Provided entries below:
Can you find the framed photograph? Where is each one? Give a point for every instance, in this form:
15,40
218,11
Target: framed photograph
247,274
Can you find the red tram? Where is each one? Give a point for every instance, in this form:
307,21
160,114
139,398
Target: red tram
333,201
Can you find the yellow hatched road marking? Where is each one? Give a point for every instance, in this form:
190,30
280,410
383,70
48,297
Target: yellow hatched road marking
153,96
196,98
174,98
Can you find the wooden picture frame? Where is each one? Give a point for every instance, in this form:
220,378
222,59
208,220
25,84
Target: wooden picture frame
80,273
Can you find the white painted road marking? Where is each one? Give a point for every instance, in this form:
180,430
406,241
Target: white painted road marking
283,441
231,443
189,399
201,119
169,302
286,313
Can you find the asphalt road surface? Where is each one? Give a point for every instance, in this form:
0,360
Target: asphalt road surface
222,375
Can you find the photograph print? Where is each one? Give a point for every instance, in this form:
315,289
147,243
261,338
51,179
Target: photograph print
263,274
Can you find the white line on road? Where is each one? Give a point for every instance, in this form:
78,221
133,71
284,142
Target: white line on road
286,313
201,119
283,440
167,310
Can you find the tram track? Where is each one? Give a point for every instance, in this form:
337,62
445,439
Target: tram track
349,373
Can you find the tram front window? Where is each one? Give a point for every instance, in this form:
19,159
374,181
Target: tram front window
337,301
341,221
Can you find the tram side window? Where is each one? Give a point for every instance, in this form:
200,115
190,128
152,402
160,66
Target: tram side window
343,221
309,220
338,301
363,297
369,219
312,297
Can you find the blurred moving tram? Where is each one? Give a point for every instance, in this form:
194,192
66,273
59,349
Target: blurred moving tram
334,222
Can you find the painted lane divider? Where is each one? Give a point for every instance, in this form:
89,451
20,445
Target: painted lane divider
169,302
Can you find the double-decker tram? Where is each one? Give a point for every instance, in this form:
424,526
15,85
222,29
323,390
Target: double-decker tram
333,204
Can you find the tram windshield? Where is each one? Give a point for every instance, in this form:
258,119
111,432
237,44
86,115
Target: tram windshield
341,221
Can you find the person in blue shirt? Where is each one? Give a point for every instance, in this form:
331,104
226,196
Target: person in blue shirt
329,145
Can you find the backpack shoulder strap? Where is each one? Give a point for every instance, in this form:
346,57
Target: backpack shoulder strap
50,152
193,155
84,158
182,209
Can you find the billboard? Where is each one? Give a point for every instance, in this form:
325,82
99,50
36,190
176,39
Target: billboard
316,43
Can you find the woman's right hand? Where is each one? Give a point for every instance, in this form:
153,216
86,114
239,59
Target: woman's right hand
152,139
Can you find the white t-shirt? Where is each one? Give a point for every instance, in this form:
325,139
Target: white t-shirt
End of Provided entries.
Each of the records is to be written out again without alteration.

Solution to this problem:
Can you find the framed photograph? Where is each one? Give a point for every instance, in this form:
15,40
218,11
Target: framed photograph
247,274
Can you find the red tram? Where is each one? Give a point for every instance, in this form:
307,21
160,114
139,398
Target: red tram
333,201
Can you find the yellow hatched road marking? Where is each one? Give a point for every instance, in this form:
190,30
280,410
383,70
48,297
Target: yellow hatched road marking
153,96
196,98
174,98
Can you find the wooden picture frame? Where is each one? Give a point for every instance, in this form:
220,378
222,59
208,220
25,84
Target: wooden picture frame
80,273
Can you find the white painted road marking? Where is each one? Give a point for every instance, in this form:
180,430
406,241
Target: white painted road marking
283,441
231,443
189,399
201,119
169,302
286,313
Can you find the asphalt road surface? Where is each one? Give a point for every instance, in this form:
0,360
Target: asphalt road surface
222,375
Can you find the photograph print? Where is each one? Give a point for every instance, in this form:
315,289
147,243
261,338
51,179
Target: photograph print
263,274
Can you find the white line on road? Where is each one? Give a point for every instance, in this form:
78,221
133,71
284,142
Target: white line on road
286,313
201,119
283,440
167,310
Can you find the tram track? Where is each one? Give a point for every instance, in this form:
337,62
445,439
Target: tram track
349,373
Can you find the tram front window? Where is each one? Give a point for every instance, in this form:
19,159
374,181
Target: tram front window
337,301
341,221
Can you find the tram side window? Where is each one? Give a point for every instance, in this form:
200,115
190,128
152,402
160,66
Target: tram side window
343,221
309,220
338,301
363,297
369,219
312,297
Can you find the blurred moving tram? Where is each one? Give a point for every instance, in this form:
194,192
66,273
59,349
Target: blurred moving tram
334,222
Can you find the painted lane divider? Where is each one? Give a point for every instance, in this form:
89,451
20,445
Target: painted lane divider
169,302
Can you find the double-decker tram? Where is each one? Give a point for every instance, in this form:
424,526
15,85
222,29
323,390
Target: double-decker tram
333,204
Can you find the tram windshield? Where is each one? Give a point for every instance, in this form:
258,119
111,432
237,44
86,115
Target: tram windshield
341,221
Can you find the person in blue shirt? Where is each one? Give a point for every instance, in this form:
331,104
226,196
Target: person in blue shirt
329,145
Can you find the backpack shoulder strap? Where is each one? Give a point for every instance, in this form:
346,57
Target: backpack shoulder strap
50,152
193,155
84,158
182,209
Can you find the billboard? Where is each one? Give a point for every instance, in this form:
325,82
99,50
36,190
176,39
Target: billboard
316,43
Can you find the woman's right hand? Where is each one? Give a point for every instance, in this form:
153,216
86,114
239,59
Target: woman's right hand
152,139
Can you find the white t-shirt? Where is each one? Give a point for every instance, in this form:
325,139
Target: white t-shirt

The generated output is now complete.